Put the records below into a numbered list, one line per item, and omit any blank lines.

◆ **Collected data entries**
::::::::::

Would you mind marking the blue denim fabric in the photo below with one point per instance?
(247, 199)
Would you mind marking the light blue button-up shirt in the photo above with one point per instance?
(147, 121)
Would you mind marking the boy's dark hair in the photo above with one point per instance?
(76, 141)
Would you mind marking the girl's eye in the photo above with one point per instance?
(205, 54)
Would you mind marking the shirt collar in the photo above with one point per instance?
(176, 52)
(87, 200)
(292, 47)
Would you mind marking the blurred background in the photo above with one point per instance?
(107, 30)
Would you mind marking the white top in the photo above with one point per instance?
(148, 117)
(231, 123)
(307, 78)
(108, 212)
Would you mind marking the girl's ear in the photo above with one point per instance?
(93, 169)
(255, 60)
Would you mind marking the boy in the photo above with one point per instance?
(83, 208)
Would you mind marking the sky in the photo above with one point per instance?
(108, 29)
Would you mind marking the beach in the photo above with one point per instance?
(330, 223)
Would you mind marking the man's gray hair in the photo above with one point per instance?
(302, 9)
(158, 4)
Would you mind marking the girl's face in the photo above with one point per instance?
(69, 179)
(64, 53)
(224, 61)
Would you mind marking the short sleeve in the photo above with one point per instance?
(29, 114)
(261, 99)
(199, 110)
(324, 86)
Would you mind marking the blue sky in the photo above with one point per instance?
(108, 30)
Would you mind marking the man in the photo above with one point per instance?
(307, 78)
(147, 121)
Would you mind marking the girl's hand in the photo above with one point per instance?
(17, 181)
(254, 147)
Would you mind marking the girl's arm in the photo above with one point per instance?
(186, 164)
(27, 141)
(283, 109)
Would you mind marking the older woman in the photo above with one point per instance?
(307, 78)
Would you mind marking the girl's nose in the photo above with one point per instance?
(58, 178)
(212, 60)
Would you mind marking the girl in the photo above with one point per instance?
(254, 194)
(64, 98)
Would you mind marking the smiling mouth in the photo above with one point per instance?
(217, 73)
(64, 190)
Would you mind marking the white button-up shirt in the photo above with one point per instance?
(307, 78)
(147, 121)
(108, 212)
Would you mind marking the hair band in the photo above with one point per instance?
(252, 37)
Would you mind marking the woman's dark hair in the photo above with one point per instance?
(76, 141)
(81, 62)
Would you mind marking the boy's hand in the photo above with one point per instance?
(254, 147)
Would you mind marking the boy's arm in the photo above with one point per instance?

::::::::::

◆ **Solved exercise**
1. Would you mind marking the blue denim fabric in the photo below with one point per instance?
2. (247, 199)
3. Would you mind marking the light blue button-up shirt in the photo above with one point per instance?
4. (147, 121)
5. Would you mind marking the boy's dark hair in the photo above with one point per instance?
6. (76, 141)
7. Would you mind marking the girl's eye in the photo above with one point per instance?
8. (205, 54)
9. Would you mind marking the shirt collar in the photo above with one point per instance?
10. (176, 52)
11. (87, 200)
12. (292, 47)
13. Would you mind marking the blurred background in the photo above with one point per instance?
14. (107, 30)
15. Would you mind marking the white top in the photo above with one point per instance?
16. (148, 117)
17. (231, 123)
18. (307, 78)
19. (108, 212)
20. Would you mind marking the girl's ear in the photo above with one point per instance?
21. (93, 169)
22. (255, 60)
23. Would you mind marking the boy in the photo above with one point per instance?
24. (83, 208)
25. Would you mind marking the sky in the photo above with one point per instance?
26. (108, 29)
27. Would you mind marking the beach in the photo above with one point per instance?
28. (330, 223)
29. Would you mind marking the man's gray hair in the photo above with one point per instance?
30. (302, 9)
31. (158, 4)
32. Would you mind marking the girl's face in the photo above with one point per instance?
33. (69, 179)
34. (64, 53)
35. (224, 61)
36. Would you mind marking the short sleeve in the photo above with one point per instance?
37. (29, 114)
38. (261, 99)
39. (199, 110)
40. (324, 86)
41. Would you mind marking the blue sky in the photo above with one point per instance?
42. (108, 30)
43. Would you mind marking the man in the photo above with one point per instance?
44. (307, 78)
45. (147, 121)
46. Would you mind marking the girl's hand in the photo above with one point per instance?
47. (17, 181)
48. (254, 147)
49. Would you mind marking the girl's arm in the photo above with one point per instance?
50. (186, 164)
51. (27, 141)
52. (283, 109)
53. Would you mind marking the older woman in the photo above with one point per instance?
54. (307, 78)
55. Would you mind marking the girl's nose in the photo above with one point per instance?
56. (58, 178)
57. (212, 60)
58. Would you mind marking the girl in the photo above with one point per instance?
59. (254, 194)
60. (64, 98)
61. Would you mind marking the smiling mouth in the photo above with one point per instance?
62. (217, 73)
63. (64, 190)
64. Would you mind marking the white button-up shirt in the photo above with one point per instance?
65. (307, 78)
66. (147, 121)
67. (108, 212)
68. Would you mind marking the hair band in the photo above with one point per instance?
69. (252, 37)
70. Would you mind marking the woman's dark hair in the photo above with one point per instance?
71. (76, 141)
72. (81, 62)
73. Would you mind marking the boy's hand in the photo above with one point per instance?
74. (254, 147)
75. Would you mind marking the boy's arm in the photo above with one point per instance?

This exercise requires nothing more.